Fragmento de texto.
########################################
A lo largo de su carrera fue principalmente conocido por su trabajo como periodista, en especial en sus escritos como reportero, a esta faceta se pueden adscribir obras como Homenaje a Cataluña (Homage to Catalonia), sobre la guerra civil española, o El camino a Wigan Pier (The Road to Wigan Pier), que describe las pobres condiciones de vida de los mineros en el norte de Inglaterra. Sin embargo los lectores contemporáneos llegan primeramente a este autor a través de sus novelas, particularmente a través de títulos enormemente exitosos como Rebelión en la granja (Animal Farm) o 1984. La primera es una alegoría de la corrupción de los ideales socialistas de la Revolución rusa por Stalin. 1984 es la visión profética de Orwell sobre una sociedad totalitarista situada supuestamente en un futuro cercano. Orwell había vuelto de Cataluña convertido en un antiestalinista con simpatía por los marxistas, definiéndose como un socialista demócrata.
Orwell murió de tuberculosis en enero de 1950.
Obras:
Sin blanca en París y Londres (1933)
Días en Birmania (1934)
La hija del Reverendo (1935
Homenaje a Catalunya (1938
El camino a Wigan Pier (1937
Rebelión en la granja (1945)
1984 (1949)
Que vuele la aspidistra (1936)
Disparando al elefante y otros ensayos (1950)
Así fueron las alegrías (1953)
En 1968 se publicaron en cuatro volúmenes sus Ensayos Completos: Periodismo y Cartas.
G. Orwell- Por que escribo
Desde muy corta edad, quizá desde los cinco o seis años, supe que cuandofuese mayor sería escritor. Entre los diecisiete y los veinticuatro años
traté de abandonar ese propósito, pero lo hacía dándome cuenta de que con
ello traicionaba mi verdadera naturaleza y que tarde o temprano habría de
ponerme a escribir libros.
########################################
Ejercicio breve A.
Copia del fragmento sobre Orwell el pasaje que va desde "Días en Birmania" hasta "la aspidistra (1936)", ambos incluidos.
Ejercicio breve B.
Según el fragmento sobre Orwell, ¿de qué murió el autor y en qué fecha? Responde, por favor, en una sola oración.
Ejercicio breve C.
Enumera los títulos en español de todas las obras de Orwell que se nombran en el primer párrafo del fragmento sobre Orwell.
El listado siguiente procede de otra fuente.

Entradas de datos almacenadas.
########################################
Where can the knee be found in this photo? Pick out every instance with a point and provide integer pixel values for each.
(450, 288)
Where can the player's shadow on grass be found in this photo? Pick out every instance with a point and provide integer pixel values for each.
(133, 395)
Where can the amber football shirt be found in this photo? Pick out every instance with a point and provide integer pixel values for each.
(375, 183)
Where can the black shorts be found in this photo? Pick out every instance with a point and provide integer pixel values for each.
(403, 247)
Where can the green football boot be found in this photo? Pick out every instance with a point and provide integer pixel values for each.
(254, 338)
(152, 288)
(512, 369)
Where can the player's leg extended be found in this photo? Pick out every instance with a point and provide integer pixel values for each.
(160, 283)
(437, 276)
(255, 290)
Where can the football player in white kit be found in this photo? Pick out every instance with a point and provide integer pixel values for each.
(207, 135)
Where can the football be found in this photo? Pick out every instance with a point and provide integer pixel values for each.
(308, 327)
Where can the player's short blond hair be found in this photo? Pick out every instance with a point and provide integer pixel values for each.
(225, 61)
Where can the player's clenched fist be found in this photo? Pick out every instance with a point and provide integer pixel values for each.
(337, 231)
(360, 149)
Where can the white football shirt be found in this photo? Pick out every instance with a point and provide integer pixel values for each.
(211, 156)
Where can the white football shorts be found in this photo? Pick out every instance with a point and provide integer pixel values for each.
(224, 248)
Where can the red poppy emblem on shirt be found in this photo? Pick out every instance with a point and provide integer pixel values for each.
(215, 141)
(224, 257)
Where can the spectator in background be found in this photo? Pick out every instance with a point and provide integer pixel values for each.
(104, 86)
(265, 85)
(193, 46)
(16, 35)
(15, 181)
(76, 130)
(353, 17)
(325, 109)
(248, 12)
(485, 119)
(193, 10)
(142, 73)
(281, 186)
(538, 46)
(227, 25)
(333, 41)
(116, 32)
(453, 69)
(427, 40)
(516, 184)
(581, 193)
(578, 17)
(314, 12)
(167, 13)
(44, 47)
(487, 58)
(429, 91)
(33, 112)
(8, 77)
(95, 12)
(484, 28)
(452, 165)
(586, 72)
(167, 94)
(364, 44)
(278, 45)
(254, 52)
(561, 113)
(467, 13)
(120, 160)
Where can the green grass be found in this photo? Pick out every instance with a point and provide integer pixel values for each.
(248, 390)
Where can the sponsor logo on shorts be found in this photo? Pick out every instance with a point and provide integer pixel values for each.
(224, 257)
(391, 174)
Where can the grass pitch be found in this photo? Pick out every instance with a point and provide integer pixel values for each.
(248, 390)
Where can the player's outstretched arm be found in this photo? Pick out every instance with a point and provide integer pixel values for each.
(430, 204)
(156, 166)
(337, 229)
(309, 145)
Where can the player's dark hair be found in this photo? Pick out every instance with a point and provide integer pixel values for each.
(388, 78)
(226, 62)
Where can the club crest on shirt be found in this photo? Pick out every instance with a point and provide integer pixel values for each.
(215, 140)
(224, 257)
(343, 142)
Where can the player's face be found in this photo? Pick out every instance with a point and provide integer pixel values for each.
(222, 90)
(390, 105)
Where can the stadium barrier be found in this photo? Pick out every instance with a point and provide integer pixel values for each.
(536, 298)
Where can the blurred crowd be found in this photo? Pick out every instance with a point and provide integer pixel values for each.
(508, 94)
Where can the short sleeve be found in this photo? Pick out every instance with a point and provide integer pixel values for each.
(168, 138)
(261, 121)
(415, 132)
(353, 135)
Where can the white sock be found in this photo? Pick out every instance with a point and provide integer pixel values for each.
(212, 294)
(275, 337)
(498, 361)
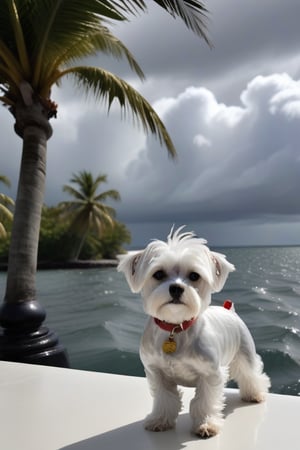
########################################
Resultado A.
Días en Birmania (1934)
La hija del Reverendo (1935
Homenaje a Catalunya (1938
El camino a Wigan Pier (1937
Rebelión en la granja (1945)
1984 (1949)
Que vuele la aspidistra (1936)

Resultado B.
Orwell murió de tuberculosis en enero de 1950.

Resultado C.
Homenaje a Cataluña, El camino a Wigan Pier, Rebelión en la granja y 1984.